Source →
• • • • • • •
The island Sissi found is not the same nowadays. Funchal, the capital city, is a cosmopolitan place full of esplanades, shops, museums and monuments. The first city ever founded by Europeans out of Europe has 500 years of history to offer, with its streets crowded during the day and peaceful nights.
The Sé, a cathedral of Manueline style, the convent of Santa Clara, the Museu das Cruzes, the Contemporary Art Museum in the São Tiago fort are some of the mandatory places to visit. It is in downtown that are located the Mercado dos Lavradores (the farmer’s market) and the Zona Velha (old area). The market may be visited during the day and the Zona Velha is great to have dinner or lunch and enjoy the view of painted doors in the street of Santa Maria.
The “espetadas” (roasted skewered meat or fish with vegetables) made on bay laurel sticks and the dishes of black scabbard fish and tuna are common on the menus in these restaurants, as well in all of the Madeira restaurants.
• • • • • • •
Record excerpts →
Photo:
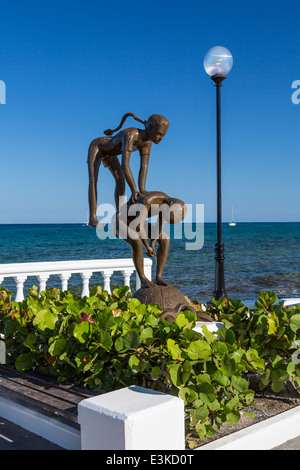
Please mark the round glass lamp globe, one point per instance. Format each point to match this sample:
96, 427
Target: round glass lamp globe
218, 61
• • • • • • •
Tasks to carry out →
(1) Name every place that the passage on Funchal calls mandatory to visit.
(2) Continue the passage on Funchal after its last sentence.

Outputs in order →
(1) The Sé (a Manueline-style cathedral), the convent of Santa Clara, the Museu das Cruzes, and the Contemporary Art Museum in the São Tiago fort.

(2)
The Funchal is a step away from the Laurel Forest, listed by UNESCO as World Heritage, which grows in altitude along the “levadas”, channels that spread water all over the island. Cutting through the mountain, these “levadas” have parallel trails that allow everyone to see a hidden natural beauty.
The island has two different coasts, but both are worthy of being discovered. In the south there is Paul do Mar, a wonderful place to surf and to dive in the sea. In the north there are natural pools in Porto Moniz and Seixal.
It is also from the northern shore and the Estreito da Câmara de Lobos that come the grapes for the Madeira wine, a liqueur type of wine that makes part of the life in Madeira. A bottle of this wine may last 100 years given that its cork is changed every 20 years.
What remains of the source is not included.